Location annotation dataset excerpts:
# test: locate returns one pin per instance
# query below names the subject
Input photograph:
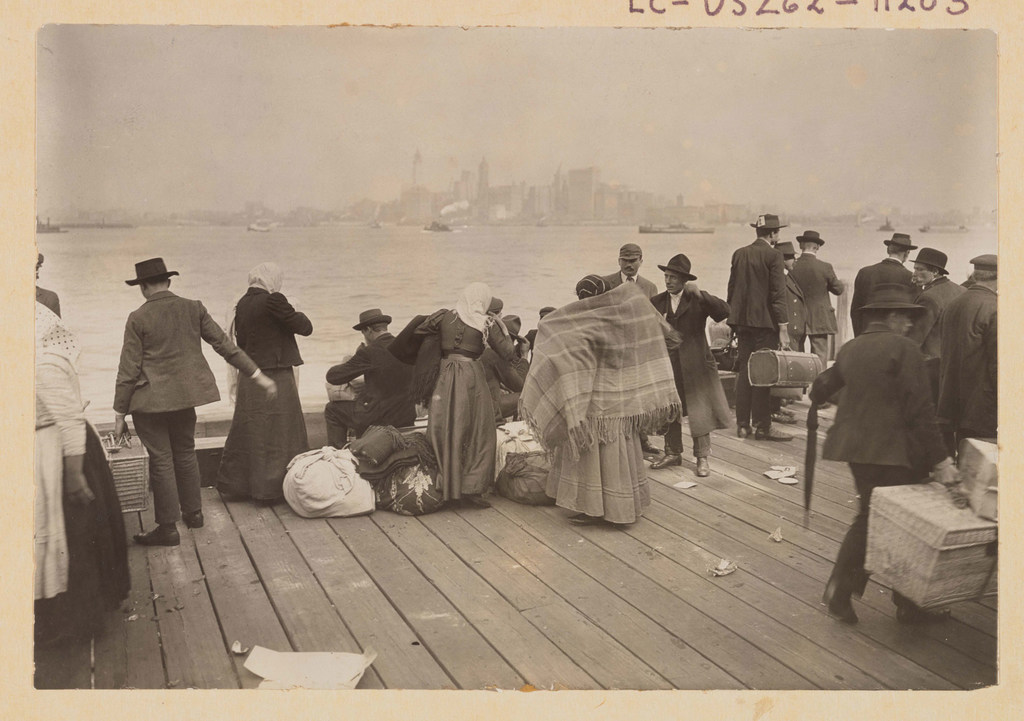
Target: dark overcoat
(888, 270)
(265, 326)
(757, 287)
(817, 279)
(885, 413)
(968, 371)
(692, 364)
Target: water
(334, 272)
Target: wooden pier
(514, 595)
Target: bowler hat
(768, 220)
(892, 296)
(985, 262)
(630, 250)
(933, 258)
(680, 265)
(786, 249)
(810, 237)
(152, 269)
(901, 241)
(369, 317)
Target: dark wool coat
(757, 287)
(885, 414)
(817, 279)
(692, 364)
(888, 270)
(968, 371)
(265, 326)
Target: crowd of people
(594, 381)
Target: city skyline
(216, 117)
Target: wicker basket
(130, 466)
(928, 549)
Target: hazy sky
(183, 118)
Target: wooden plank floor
(515, 595)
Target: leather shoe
(475, 501)
(769, 433)
(194, 519)
(673, 459)
(161, 536)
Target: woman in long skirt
(461, 427)
(265, 433)
(600, 376)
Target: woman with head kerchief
(461, 426)
(265, 433)
(80, 548)
(600, 376)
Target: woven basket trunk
(929, 550)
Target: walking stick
(810, 457)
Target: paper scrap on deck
(308, 669)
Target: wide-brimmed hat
(901, 241)
(985, 262)
(680, 265)
(630, 250)
(932, 258)
(369, 317)
(786, 249)
(810, 237)
(768, 220)
(152, 269)
(892, 296)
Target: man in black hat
(890, 269)
(47, 298)
(760, 315)
(816, 280)
(162, 378)
(885, 428)
(630, 260)
(969, 361)
(687, 308)
(936, 292)
(384, 398)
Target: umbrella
(809, 457)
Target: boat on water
(942, 228)
(675, 227)
(47, 227)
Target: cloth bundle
(324, 483)
(600, 370)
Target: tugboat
(46, 227)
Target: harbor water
(334, 272)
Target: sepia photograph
(497, 358)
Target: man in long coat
(758, 311)
(969, 365)
(936, 293)
(384, 397)
(687, 308)
(816, 279)
(889, 269)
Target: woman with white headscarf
(80, 548)
(461, 426)
(265, 433)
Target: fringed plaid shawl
(600, 369)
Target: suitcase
(782, 369)
(927, 548)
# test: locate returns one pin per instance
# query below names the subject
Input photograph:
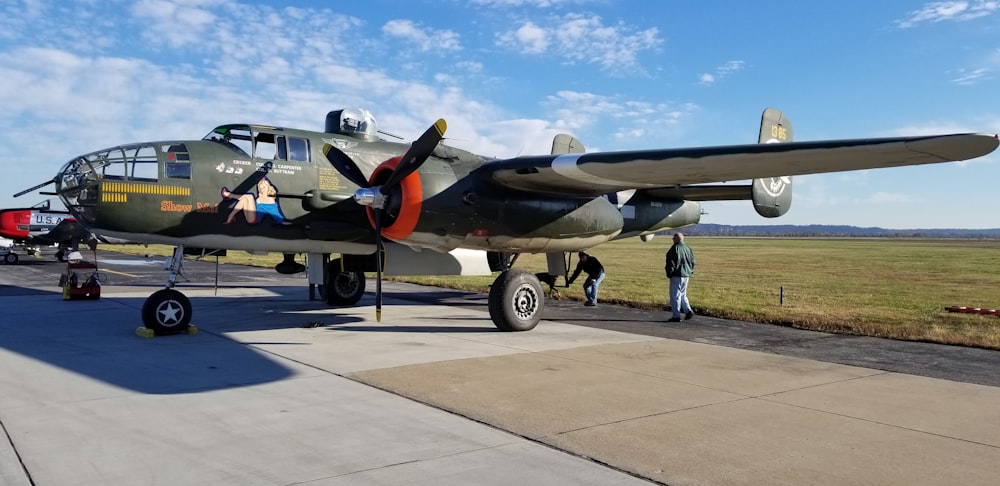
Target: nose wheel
(167, 311)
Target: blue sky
(81, 75)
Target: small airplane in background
(31, 229)
(429, 208)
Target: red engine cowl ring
(412, 194)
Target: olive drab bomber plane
(435, 209)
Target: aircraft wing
(591, 174)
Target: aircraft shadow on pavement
(97, 338)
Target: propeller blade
(39, 186)
(378, 266)
(345, 165)
(417, 154)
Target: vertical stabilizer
(772, 196)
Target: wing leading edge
(591, 174)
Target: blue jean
(590, 287)
(678, 296)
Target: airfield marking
(120, 273)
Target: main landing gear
(516, 298)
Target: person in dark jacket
(595, 275)
(680, 266)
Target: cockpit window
(235, 138)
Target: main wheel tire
(167, 311)
(343, 288)
(516, 301)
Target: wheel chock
(145, 332)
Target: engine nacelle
(644, 214)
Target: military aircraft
(30, 229)
(430, 208)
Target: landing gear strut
(343, 287)
(168, 311)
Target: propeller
(375, 196)
(39, 186)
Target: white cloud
(532, 38)
(631, 123)
(959, 11)
(524, 3)
(445, 40)
(578, 38)
(972, 76)
(730, 67)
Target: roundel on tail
(771, 196)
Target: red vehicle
(30, 229)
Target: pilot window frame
(177, 164)
(128, 163)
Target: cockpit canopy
(352, 121)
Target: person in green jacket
(680, 266)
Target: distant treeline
(820, 230)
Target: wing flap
(601, 173)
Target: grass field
(894, 288)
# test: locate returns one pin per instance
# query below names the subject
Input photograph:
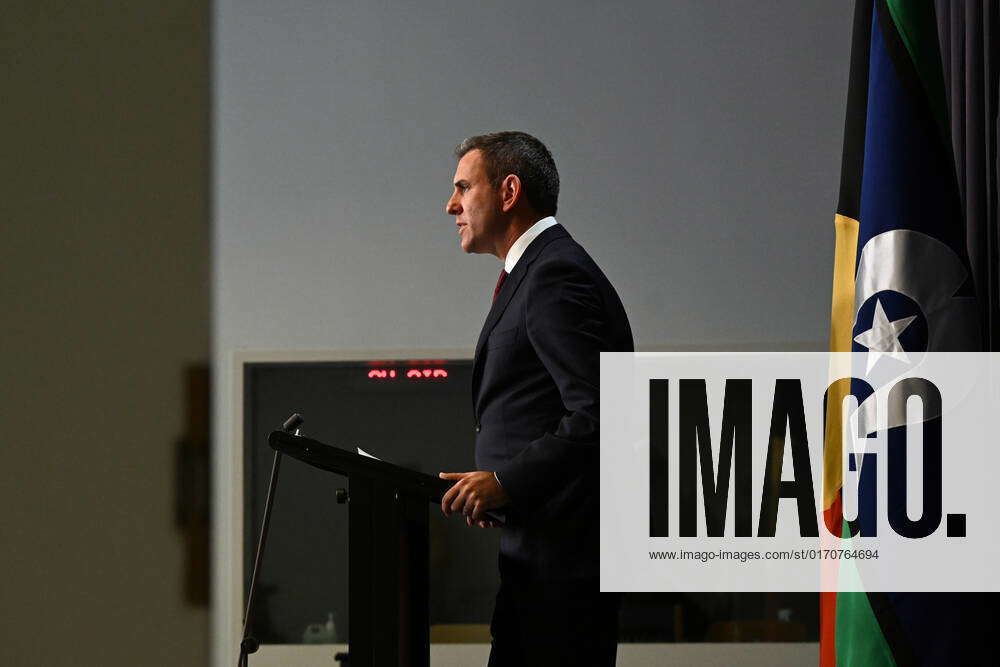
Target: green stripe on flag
(859, 639)
(917, 26)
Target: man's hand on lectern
(472, 494)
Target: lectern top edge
(351, 464)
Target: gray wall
(104, 288)
(698, 142)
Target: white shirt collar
(524, 240)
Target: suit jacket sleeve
(566, 325)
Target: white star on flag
(883, 337)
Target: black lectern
(387, 556)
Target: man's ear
(510, 192)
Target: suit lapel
(507, 292)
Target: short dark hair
(524, 156)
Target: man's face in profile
(475, 203)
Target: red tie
(496, 290)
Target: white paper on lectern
(364, 453)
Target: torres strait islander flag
(902, 284)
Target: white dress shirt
(514, 254)
(524, 240)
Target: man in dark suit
(536, 404)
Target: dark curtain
(968, 33)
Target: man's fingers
(458, 504)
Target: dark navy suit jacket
(536, 404)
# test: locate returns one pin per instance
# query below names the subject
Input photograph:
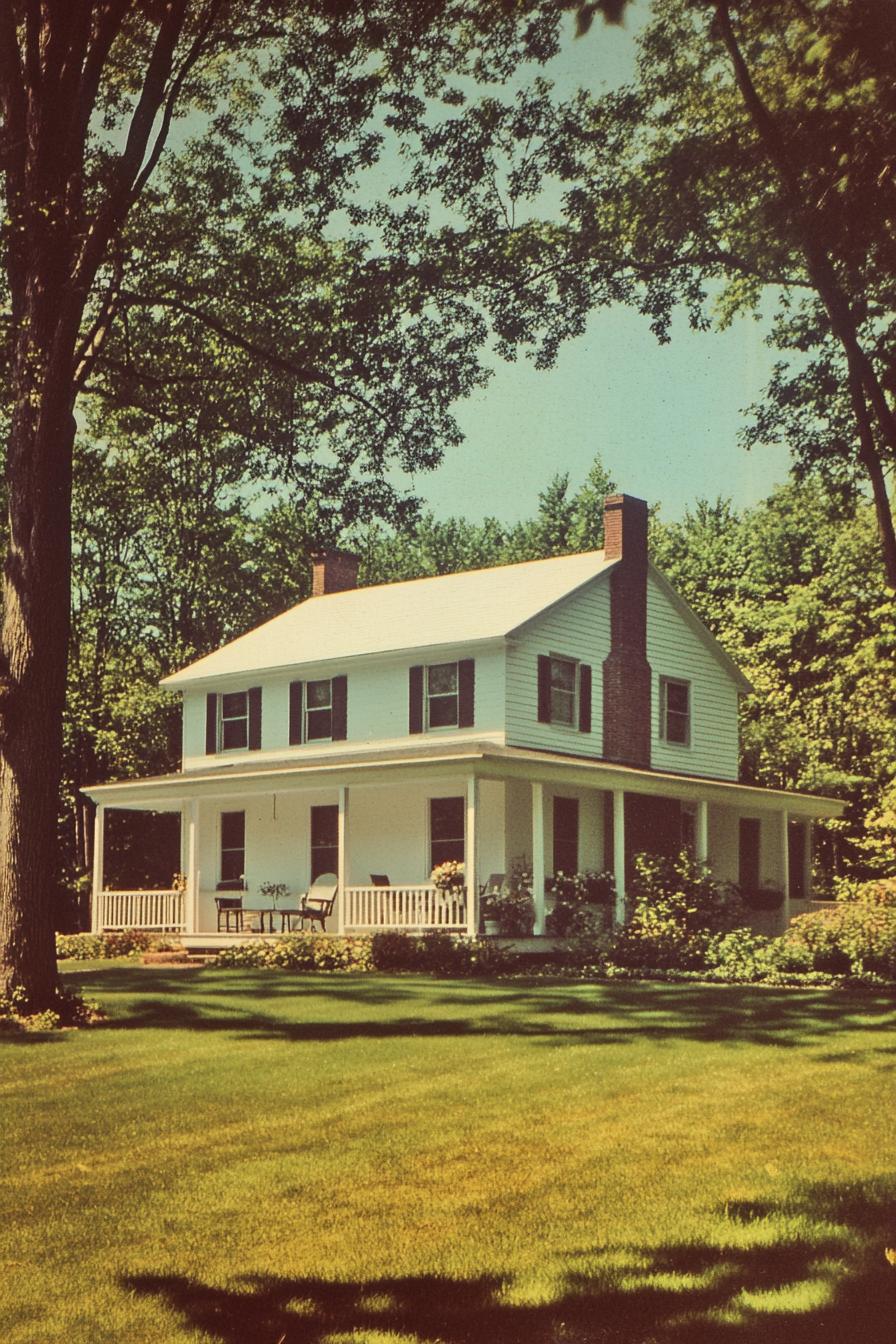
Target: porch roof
(484, 760)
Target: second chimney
(626, 672)
(333, 571)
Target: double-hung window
(441, 695)
(319, 710)
(675, 711)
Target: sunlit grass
(247, 1156)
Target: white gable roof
(448, 609)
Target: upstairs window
(441, 695)
(319, 710)
(564, 692)
(675, 711)
(234, 721)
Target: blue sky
(664, 418)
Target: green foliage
(301, 952)
(673, 907)
(89, 946)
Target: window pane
(233, 704)
(233, 829)
(319, 725)
(234, 733)
(446, 819)
(563, 675)
(443, 711)
(442, 679)
(562, 707)
(319, 695)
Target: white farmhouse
(570, 712)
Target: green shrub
(673, 909)
(92, 946)
(846, 937)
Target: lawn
(258, 1157)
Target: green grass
(251, 1157)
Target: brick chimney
(333, 571)
(626, 672)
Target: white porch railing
(403, 907)
(157, 910)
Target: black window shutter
(340, 708)
(585, 698)
(211, 723)
(296, 712)
(415, 699)
(544, 688)
(254, 718)
(465, 692)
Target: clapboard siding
(675, 649)
(376, 706)
(578, 628)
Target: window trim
(665, 683)
(317, 708)
(427, 696)
(231, 718)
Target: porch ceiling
(486, 761)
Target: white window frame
(317, 708)
(231, 718)
(574, 663)
(665, 683)
(441, 695)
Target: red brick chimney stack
(626, 672)
(333, 571)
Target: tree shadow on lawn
(834, 1284)
(294, 1008)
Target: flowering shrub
(675, 907)
(448, 876)
(301, 952)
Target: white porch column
(191, 852)
(619, 852)
(341, 859)
(785, 866)
(538, 855)
(98, 836)
(470, 866)
(701, 837)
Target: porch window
(446, 831)
(234, 721)
(748, 854)
(233, 846)
(441, 695)
(675, 711)
(319, 714)
(324, 839)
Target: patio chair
(230, 913)
(316, 905)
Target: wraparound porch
(371, 816)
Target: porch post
(701, 837)
(538, 856)
(470, 866)
(619, 852)
(785, 864)
(191, 895)
(341, 856)
(98, 836)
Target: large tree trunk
(32, 649)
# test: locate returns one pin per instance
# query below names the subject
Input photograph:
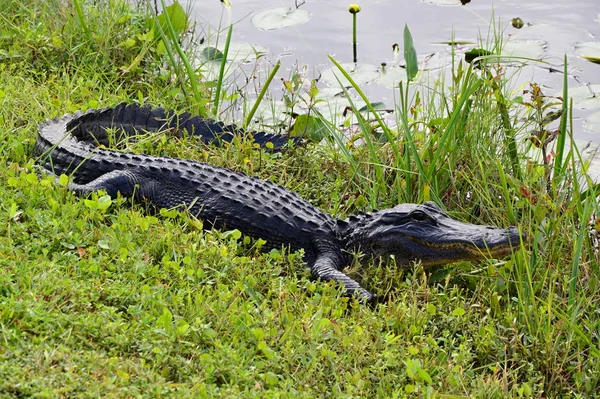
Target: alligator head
(424, 233)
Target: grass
(101, 297)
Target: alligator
(224, 199)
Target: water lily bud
(354, 8)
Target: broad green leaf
(178, 18)
(410, 55)
(308, 126)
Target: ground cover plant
(102, 297)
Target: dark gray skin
(226, 199)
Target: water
(561, 24)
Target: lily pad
(589, 51)
(533, 48)
(210, 70)
(592, 123)
(585, 97)
(243, 51)
(360, 73)
(444, 2)
(279, 18)
(391, 77)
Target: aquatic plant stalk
(354, 9)
(261, 94)
(222, 70)
(560, 142)
(188, 67)
(81, 17)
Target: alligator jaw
(424, 233)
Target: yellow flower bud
(354, 8)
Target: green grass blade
(262, 93)
(222, 70)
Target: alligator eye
(419, 216)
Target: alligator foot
(324, 269)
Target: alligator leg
(324, 268)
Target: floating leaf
(533, 48)
(210, 54)
(585, 97)
(592, 123)
(391, 77)
(445, 2)
(377, 106)
(244, 52)
(589, 51)
(476, 52)
(360, 73)
(279, 18)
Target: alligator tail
(133, 119)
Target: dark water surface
(560, 24)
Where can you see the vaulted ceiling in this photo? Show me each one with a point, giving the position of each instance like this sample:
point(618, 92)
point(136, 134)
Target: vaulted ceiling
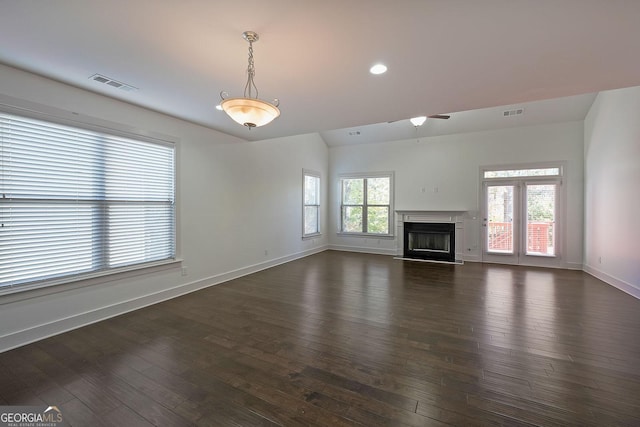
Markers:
point(443, 56)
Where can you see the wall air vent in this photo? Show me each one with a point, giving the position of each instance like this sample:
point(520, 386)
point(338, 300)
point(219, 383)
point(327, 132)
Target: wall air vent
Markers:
point(113, 83)
point(514, 112)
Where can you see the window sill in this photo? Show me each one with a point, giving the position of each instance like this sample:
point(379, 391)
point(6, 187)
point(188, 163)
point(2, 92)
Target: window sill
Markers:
point(16, 293)
point(311, 236)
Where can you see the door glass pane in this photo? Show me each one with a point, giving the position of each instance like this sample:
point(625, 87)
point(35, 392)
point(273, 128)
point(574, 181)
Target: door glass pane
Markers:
point(353, 191)
point(541, 209)
point(378, 220)
point(500, 219)
point(352, 219)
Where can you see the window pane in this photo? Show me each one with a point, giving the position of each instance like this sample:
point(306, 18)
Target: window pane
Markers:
point(76, 201)
point(311, 190)
point(353, 191)
point(500, 220)
point(311, 220)
point(352, 219)
point(522, 172)
point(378, 191)
point(541, 208)
point(40, 241)
point(378, 220)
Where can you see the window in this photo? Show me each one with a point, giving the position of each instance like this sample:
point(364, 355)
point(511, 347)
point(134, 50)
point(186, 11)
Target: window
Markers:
point(366, 205)
point(520, 173)
point(76, 201)
point(311, 208)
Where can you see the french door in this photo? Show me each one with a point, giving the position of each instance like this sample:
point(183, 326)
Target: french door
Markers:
point(520, 222)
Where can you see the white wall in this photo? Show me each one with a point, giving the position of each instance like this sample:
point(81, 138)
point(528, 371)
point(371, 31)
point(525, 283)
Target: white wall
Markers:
point(235, 200)
point(452, 164)
point(612, 189)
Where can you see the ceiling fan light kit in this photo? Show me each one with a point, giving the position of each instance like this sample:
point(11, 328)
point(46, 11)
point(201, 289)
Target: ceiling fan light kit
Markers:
point(250, 111)
point(418, 121)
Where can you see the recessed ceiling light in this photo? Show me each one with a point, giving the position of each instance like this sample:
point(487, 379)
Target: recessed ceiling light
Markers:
point(418, 121)
point(378, 69)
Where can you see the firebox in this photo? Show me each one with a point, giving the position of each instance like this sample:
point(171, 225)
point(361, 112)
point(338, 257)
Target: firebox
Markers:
point(433, 241)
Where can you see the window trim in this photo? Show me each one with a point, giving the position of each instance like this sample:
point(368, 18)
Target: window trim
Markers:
point(366, 175)
point(36, 111)
point(315, 174)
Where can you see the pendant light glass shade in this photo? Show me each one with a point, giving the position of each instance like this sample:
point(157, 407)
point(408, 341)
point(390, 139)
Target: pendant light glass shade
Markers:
point(250, 112)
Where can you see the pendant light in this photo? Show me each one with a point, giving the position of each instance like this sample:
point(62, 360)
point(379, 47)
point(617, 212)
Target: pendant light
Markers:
point(250, 111)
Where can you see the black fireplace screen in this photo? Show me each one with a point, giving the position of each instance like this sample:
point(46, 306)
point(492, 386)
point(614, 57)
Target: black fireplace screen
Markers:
point(430, 241)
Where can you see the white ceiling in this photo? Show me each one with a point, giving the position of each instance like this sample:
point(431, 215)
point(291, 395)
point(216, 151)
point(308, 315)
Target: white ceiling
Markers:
point(443, 56)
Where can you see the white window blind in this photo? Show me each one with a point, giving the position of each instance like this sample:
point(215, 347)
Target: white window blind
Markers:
point(311, 201)
point(76, 201)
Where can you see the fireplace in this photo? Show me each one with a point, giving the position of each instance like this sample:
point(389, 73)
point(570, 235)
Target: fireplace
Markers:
point(433, 241)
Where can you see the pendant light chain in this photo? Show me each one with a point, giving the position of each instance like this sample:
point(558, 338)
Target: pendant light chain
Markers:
point(251, 72)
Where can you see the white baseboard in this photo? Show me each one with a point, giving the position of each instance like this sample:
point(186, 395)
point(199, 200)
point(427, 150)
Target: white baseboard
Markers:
point(574, 266)
point(363, 249)
point(613, 281)
point(39, 332)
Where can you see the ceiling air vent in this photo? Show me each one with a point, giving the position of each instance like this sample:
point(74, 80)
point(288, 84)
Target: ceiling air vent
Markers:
point(514, 112)
point(113, 83)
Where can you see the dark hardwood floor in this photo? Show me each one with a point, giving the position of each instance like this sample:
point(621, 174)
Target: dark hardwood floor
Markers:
point(351, 339)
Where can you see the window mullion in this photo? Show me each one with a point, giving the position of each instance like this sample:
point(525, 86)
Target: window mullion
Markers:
point(364, 207)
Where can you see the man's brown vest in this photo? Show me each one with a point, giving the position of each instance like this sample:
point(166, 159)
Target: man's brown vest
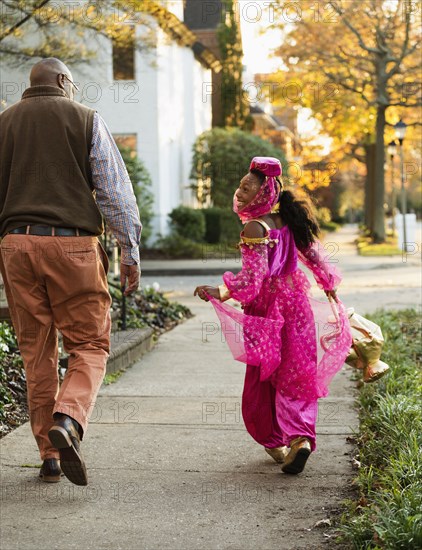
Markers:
point(45, 175)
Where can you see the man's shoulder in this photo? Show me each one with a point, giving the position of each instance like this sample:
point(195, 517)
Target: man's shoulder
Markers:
point(80, 107)
point(10, 110)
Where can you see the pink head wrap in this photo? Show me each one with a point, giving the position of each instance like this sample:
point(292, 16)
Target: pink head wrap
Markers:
point(267, 196)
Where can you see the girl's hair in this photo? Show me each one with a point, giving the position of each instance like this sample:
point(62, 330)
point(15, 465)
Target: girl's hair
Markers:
point(297, 214)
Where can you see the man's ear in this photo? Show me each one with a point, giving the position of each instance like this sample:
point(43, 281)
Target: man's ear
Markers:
point(60, 79)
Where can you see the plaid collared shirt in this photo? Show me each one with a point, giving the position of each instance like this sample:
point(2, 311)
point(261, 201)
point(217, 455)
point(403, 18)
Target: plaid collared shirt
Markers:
point(114, 192)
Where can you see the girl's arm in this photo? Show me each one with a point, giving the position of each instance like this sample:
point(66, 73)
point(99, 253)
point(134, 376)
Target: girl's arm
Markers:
point(326, 274)
point(245, 286)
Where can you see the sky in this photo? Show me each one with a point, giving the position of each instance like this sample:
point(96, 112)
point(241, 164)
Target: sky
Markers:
point(257, 48)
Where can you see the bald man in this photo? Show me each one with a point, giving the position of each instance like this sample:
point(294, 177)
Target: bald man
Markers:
point(61, 173)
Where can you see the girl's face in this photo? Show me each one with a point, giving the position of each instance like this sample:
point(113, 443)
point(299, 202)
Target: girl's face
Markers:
point(248, 188)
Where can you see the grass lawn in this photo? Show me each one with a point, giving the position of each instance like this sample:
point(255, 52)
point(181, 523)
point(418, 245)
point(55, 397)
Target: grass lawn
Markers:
point(388, 512)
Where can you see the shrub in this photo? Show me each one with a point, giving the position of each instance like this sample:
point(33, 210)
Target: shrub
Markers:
point(221, 225)
point(221, 157)
point(188, 223)
point(388, 512)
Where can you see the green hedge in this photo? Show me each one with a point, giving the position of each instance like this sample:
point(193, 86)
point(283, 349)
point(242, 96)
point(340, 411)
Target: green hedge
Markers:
point(388, 511)
point(221, 225)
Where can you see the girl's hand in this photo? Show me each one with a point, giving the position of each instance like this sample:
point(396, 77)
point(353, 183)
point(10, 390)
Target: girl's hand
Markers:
point(332, 293)
point(203, 290)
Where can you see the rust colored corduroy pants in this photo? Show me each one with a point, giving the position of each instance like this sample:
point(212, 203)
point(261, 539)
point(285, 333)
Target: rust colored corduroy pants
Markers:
point(58, 284)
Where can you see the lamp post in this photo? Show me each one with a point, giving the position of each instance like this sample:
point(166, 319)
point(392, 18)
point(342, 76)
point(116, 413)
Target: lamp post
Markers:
point(392, 151)
point(400, 129)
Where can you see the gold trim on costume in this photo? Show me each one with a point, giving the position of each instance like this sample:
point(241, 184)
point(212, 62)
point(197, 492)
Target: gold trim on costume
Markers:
point(249, 241)
point(224, 292)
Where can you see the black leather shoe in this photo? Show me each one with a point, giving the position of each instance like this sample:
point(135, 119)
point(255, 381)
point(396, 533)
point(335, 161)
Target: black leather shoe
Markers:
point(65, 437)
point(50, 471)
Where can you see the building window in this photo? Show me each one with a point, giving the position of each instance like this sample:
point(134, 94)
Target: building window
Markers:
point(124, 55)
point(127, 141)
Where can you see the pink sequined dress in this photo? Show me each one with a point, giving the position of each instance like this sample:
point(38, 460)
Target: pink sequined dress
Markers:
point(292, 343)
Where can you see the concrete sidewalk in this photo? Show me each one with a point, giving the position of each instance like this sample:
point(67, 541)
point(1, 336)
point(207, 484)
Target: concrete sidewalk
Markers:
point(171, 465)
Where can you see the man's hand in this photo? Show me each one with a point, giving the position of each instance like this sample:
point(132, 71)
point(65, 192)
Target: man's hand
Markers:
point(203, 290)
point(129, 275)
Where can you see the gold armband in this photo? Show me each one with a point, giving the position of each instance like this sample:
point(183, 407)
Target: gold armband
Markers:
point(224, 292)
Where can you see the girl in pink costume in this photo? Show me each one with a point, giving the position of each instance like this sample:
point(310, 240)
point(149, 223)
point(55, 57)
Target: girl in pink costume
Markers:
point(292, 343)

• SET PROBLEM
Reproduce exactly, with nothing added, the lines from the one that contains "Where can you see the gold trim" to the end of the data.

• RESULT BELOW
Where can you see the gold trim on costume in this photo? Show me each one with a point, giving the position of each instance like this sample:
point(241, 184)
point(212, 62)
point(197, 492)
Target: gold trim on costume
Markers:
point(249, 241)
point(224, 292)
Where can you see the black leather shoe in this photo? Show me each one with a point, giving the position of each instance like this sample:
point(135, 119)
point(255, 381)
point(396, 533)
point(335, 161)
Target: black leather shoe
Markers:
point(65, 437)
point(50, 471)
Where can you see the building window in this photo? Show me each one with a point, giving the position of each instance like this sample:
point(134, 94)
Target: building window
Markers:
point(124, 55)
point(127, 141)
Where can you see the pink sequined dress in this photo? Show me each one with a point, giving the position of each instance like this sample:
point(38, 460)
Target: pink sequined dress
Markers:
point(292, 343)
Where can you see the concrete sidewalk in this photo? Show me each one with a point, giving the position of each instance like this sample:
point(67, 541)
point(1, 336)
point(207, 484)
Target: concrete sidewalk
Markers:
point(171, 465)
Where can you see the man's hand in this photo? Show me each one with a point, giving the position of each instance like this sample:
point(132, 71)
point(65, 192)
Target: man's hand
Markers:
point(203, 290)
point(129, 275)
Where can you see the gold armband in this photo? Show me each one with a point, giving the position of each instance like this sample:
point(183, 407)
Target: gold armband
Markers:
point(224, 292)
Where can you see the girl in pink costume in this photo? Show me each one with a point, giving the position of each instance like this sample:
point(310, 240)
point(149, 223)
point(55, 57)
Target: girl in pink costume
Markers:
point(292, 343)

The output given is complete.